> **Problem to work on**: From the post about the catastrophic risk conference, print the passage starting with "Jul 29, 2008" and going on through "his Flickr stream.".

> **Excerpted passage**:
Some Pics from the Catastrophic Risk Conference at Oxford

Jul 29, 2008

I’m just recovering from the great time we had in Oxford last week talking about the different ways that human civilization might get wiped out, and what to do to prevent that.

The conference was organized by IEET’s Nick Bostrom and new IEET Fellow Milan Cirkovic through Nick’s Future of Humanity Institute at Oxford, to bring together some of the authors of essays in the new book Nick and Milan published at Oxford University Press, Global Catastrophic Risks. The meeting got nice pre-publicity from CNN and Earth and Sky. Ron Bailey was there and he wrote three articles (1, 2, 3) for Reason about the meeting. Thanks to Anders Sandberg for taking a lot of the following pictures, which can be found in his Flickr stream.




The book




Nick opens the conference

I (J. Hughes) spoke at the conference on the topic of my book chapter “Avodiing Millennialist Cognitive Biases.” (PDF and Powerpoint presentation.)

> **Supplied information**:
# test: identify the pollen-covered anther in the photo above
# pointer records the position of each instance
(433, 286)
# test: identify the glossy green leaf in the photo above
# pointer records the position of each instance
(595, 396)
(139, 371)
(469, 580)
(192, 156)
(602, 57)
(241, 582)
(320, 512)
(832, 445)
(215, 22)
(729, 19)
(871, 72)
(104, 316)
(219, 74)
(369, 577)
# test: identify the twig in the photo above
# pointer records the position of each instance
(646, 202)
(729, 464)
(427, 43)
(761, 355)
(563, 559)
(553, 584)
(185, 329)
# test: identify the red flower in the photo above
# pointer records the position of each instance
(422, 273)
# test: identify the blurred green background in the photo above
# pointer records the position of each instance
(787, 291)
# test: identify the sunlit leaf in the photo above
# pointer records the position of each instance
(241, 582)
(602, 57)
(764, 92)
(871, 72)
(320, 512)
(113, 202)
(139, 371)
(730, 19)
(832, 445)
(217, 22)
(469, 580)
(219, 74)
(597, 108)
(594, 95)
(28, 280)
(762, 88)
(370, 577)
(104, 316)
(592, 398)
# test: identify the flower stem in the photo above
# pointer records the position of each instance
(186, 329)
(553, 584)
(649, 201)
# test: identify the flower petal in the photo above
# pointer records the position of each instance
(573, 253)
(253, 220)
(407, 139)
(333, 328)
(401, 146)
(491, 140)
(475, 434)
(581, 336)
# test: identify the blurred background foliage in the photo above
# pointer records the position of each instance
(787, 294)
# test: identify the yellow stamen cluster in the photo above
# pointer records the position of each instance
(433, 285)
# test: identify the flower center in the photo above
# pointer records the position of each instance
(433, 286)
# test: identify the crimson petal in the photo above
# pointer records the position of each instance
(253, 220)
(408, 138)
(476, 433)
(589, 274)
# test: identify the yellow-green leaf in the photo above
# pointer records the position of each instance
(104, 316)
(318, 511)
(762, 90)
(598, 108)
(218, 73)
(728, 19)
* * *
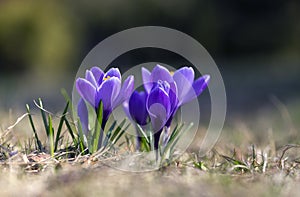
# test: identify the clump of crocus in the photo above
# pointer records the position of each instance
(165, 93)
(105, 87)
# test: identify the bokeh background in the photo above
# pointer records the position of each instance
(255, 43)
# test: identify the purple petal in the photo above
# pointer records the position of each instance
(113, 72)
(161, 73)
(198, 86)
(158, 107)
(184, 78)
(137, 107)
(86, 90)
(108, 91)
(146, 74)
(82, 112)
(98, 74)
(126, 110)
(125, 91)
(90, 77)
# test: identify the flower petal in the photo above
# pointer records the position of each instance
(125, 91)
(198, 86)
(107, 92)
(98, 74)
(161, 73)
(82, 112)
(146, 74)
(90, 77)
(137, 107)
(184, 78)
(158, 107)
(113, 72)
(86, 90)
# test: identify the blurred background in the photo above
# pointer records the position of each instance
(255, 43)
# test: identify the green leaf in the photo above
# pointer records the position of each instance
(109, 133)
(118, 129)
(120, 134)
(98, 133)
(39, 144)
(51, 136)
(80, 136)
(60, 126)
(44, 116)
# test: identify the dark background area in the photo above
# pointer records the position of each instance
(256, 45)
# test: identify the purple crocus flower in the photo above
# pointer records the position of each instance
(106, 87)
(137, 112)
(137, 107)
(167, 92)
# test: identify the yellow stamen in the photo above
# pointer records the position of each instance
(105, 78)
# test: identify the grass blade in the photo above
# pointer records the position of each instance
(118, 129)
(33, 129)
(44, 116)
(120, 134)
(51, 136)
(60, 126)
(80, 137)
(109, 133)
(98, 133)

> **Exercise output**:
Jul 29, 2008

I’m just recovering from the great time we had in Oxford last week talking about the different ways that human civilization might get wiped out, and what to do to prevent that.

The conference was organized by IEET’s Nick Bostrom and new IEET Fellow Milan Cirkovic through Nick’s Future of Humanity Institute at Oxford, to bring together some of the authors of essays in the new book Nick and Milan published at Oxford University Press, Global Catastrophic Risks. The meeting got nice pre-publicity from CNN and Earth and Sky. Ron Bailey was there and he wrote three articles (1, 2, 3) for Reason about the meeting. Thanks to Anders Sandberg for taking a lot of the following pictures, which can be found in his Flickr stream.